EXTRACTED TEXT:
Water is needed in order for the spent fuel to dissolve and spread. It is hence important for the final repository to ensure that the spent fuel is maintained encapsulated in a tight canister and thereby is prevented from contacting the surrounding water until the radioactivity has abated to a low level. In most of the hitherto developed concepts the final repository comprises a system of barriers (canister, buffer and rock) that together are intended to prevent the radioactive species of the fuel from reaching ground surface. If one barrier does not work as planned, the other barriers will nevertheless guarantee safety, according to SKB, the Swedish Nuclear Fuel and Waste Management Co (www.skb.se). The canister (with an insert) is closest to the fuel. It is this barrier that is primarily intended to isolate the fuel from the surroundings. The objective of the canister in the repository is to completely encapsulate the spent fuel for a very long time, since no radioactive species can reach ground surface as long as the canister is tight.

OBJECTIVES:
1. Decide whether each statement agrees with the passage on spent nuclear fuel disposal above, answering yes or no and quoting the words of the passage that settle it: (a) The buffer is the barrier placed closest to the fuel. (b) According to SKB, the other barriers will still guarantee safety if one barrier does not work as planned. (c) Spent fuel needs water in order to dissolve and spread.
2. Extend the passage on spent nuclear fuel disposal above, picking up after its final sentence.

Dataset records:
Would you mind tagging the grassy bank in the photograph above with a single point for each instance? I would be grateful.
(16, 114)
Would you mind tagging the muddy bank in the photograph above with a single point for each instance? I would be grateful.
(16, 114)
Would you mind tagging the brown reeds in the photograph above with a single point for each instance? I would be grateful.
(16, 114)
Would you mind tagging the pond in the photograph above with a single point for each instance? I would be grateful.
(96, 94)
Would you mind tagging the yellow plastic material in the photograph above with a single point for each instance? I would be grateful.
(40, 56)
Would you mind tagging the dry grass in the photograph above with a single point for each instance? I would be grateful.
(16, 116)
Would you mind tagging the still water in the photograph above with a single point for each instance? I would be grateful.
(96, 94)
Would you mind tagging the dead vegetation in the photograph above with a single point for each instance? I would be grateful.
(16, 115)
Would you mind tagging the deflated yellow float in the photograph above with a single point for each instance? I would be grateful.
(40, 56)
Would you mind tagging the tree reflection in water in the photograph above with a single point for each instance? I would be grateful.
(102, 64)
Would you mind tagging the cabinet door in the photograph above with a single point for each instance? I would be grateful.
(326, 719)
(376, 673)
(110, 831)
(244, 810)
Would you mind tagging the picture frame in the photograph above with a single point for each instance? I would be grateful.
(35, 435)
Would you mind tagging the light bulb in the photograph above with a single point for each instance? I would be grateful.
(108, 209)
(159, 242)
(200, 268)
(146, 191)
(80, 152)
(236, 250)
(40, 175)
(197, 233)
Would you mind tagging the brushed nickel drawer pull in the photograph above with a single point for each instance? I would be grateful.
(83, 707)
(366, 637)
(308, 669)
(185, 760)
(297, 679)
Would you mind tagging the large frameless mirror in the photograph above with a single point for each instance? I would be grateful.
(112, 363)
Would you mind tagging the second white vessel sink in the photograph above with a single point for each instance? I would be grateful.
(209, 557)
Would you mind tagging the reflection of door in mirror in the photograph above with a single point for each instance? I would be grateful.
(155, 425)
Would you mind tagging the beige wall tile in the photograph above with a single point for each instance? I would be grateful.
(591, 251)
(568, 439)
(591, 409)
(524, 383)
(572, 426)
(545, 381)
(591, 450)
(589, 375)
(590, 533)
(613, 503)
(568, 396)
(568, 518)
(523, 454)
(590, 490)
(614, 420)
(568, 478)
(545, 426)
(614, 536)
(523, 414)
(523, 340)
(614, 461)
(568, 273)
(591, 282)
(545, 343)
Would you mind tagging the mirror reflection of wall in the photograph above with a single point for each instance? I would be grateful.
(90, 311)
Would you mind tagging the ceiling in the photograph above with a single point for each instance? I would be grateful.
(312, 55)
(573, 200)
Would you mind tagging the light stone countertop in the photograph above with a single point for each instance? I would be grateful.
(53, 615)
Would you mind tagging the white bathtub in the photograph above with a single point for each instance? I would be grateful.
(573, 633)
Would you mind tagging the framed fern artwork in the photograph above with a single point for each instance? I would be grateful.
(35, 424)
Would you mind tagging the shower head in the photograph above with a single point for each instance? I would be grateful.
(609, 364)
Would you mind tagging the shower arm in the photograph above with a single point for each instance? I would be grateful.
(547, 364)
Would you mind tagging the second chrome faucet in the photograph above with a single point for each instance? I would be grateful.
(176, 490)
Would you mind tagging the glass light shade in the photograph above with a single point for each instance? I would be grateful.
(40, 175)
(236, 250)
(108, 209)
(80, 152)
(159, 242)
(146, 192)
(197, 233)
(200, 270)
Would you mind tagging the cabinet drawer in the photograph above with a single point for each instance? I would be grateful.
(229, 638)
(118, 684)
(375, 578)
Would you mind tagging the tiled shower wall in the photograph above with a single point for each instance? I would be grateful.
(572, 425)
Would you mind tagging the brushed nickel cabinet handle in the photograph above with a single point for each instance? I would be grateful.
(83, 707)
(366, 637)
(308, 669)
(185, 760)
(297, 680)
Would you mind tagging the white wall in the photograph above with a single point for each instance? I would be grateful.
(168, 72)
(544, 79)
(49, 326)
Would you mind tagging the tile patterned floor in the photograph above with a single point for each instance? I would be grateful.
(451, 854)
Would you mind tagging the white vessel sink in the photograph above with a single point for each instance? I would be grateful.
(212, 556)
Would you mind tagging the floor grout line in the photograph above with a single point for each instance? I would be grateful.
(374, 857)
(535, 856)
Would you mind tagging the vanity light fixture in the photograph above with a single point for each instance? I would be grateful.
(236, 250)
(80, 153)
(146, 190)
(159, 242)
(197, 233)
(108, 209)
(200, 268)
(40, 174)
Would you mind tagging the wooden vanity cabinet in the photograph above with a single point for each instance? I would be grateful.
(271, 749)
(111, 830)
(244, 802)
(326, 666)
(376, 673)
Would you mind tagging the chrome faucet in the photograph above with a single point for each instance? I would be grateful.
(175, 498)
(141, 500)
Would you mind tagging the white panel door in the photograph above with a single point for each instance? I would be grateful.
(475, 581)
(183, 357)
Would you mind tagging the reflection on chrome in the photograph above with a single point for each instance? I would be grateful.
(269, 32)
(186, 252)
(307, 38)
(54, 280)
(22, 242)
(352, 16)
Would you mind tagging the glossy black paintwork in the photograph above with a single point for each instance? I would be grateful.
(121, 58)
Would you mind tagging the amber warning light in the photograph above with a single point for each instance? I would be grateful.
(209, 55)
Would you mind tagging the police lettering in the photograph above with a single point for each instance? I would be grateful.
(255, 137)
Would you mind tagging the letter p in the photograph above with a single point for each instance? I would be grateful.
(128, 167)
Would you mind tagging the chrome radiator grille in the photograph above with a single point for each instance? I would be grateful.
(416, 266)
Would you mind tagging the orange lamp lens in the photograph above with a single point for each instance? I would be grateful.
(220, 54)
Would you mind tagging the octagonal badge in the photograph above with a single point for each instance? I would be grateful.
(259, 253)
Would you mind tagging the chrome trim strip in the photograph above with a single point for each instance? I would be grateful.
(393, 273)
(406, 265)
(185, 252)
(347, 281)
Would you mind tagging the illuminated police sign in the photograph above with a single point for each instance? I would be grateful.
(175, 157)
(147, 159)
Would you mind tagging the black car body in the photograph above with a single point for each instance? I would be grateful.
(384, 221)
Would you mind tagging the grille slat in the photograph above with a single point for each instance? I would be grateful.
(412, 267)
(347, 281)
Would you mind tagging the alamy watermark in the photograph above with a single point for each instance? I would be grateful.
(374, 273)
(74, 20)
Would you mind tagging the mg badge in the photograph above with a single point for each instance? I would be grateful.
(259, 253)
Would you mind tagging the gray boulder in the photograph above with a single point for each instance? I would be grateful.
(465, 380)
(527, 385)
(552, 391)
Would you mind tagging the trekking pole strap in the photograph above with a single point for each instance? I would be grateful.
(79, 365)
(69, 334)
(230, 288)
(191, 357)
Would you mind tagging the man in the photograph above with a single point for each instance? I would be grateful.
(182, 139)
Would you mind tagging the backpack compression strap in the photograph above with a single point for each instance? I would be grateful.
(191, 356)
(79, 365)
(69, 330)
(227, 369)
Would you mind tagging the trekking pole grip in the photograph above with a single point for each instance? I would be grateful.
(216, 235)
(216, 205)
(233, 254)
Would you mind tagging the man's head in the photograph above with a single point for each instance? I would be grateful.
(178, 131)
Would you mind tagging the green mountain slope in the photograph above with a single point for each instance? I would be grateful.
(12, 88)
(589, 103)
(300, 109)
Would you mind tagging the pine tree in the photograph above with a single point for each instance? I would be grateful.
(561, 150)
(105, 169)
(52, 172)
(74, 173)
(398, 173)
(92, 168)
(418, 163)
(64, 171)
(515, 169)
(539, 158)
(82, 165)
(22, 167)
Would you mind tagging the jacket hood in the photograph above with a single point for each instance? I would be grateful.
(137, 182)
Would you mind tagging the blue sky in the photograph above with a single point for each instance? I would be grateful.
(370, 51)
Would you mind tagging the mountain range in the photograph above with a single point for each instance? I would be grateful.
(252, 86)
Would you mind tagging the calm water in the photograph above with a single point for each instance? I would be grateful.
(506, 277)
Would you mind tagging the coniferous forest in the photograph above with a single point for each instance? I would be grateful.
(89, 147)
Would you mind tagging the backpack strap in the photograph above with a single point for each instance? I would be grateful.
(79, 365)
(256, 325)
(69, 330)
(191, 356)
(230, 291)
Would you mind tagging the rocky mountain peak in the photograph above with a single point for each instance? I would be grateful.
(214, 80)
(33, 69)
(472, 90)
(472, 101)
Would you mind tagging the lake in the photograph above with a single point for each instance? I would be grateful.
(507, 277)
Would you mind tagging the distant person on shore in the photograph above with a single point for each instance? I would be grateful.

ANSWERS FOR THE EXERCISE:
1.
(a) No: "The canister (with an insert) is closest to the fuel."
(b) Yes: "If one barrier does not work as planned, the other barriers will nevertheless guarantee safety, according to SKB"
(c) Yes: "Water is needed in order for the spent fuel to dissolve and spread."

2.
The Swedish Nuclear Fuel and Waste Management Co has developed a concept, the KBS-3 method, that is based on encapsulation of spent nuclear fuel in a protective copper casing that is thereafter embedded in bentonite clay at a depth of 500 meters in the primary rock. Hereby, the bentonite clay acts as a buffer against mechanical stress in the canister caused by rock movements and will also limit the ground water flow. Inside the protective copper casing there is a nodular iron insert in order to increase strength.
The copper casing is joined together by e.g. friction welding or electron beam welding or some other welding method. Countries such as Sweden, Finland and Canada are planning to deposit their spent nuclear fuel according to this concept or a similar one.
Copper is classified as a corrosion allowing metal in water that contains O2. SKB is of the opinion that the rate of corrosion in anoxic (free from gaseous oxygen) ground water only depends on accessible sulphur and that it hence is extremely low. It is thereby considered that the copper will give a perfect protection against corrosion until the radioactivity has abated. On page 28, second paragraph of the SKB report Encapsulation—When, where, how and why? (SKB Art. 141 2008) the following statement can be read: Today we really know all we need to know about corrosion in order to design the canister and the respitory to be safe for much more than 100,000 years. The present consensus about copper corrosion is also summarised in SKB Technical report Tr-01-23.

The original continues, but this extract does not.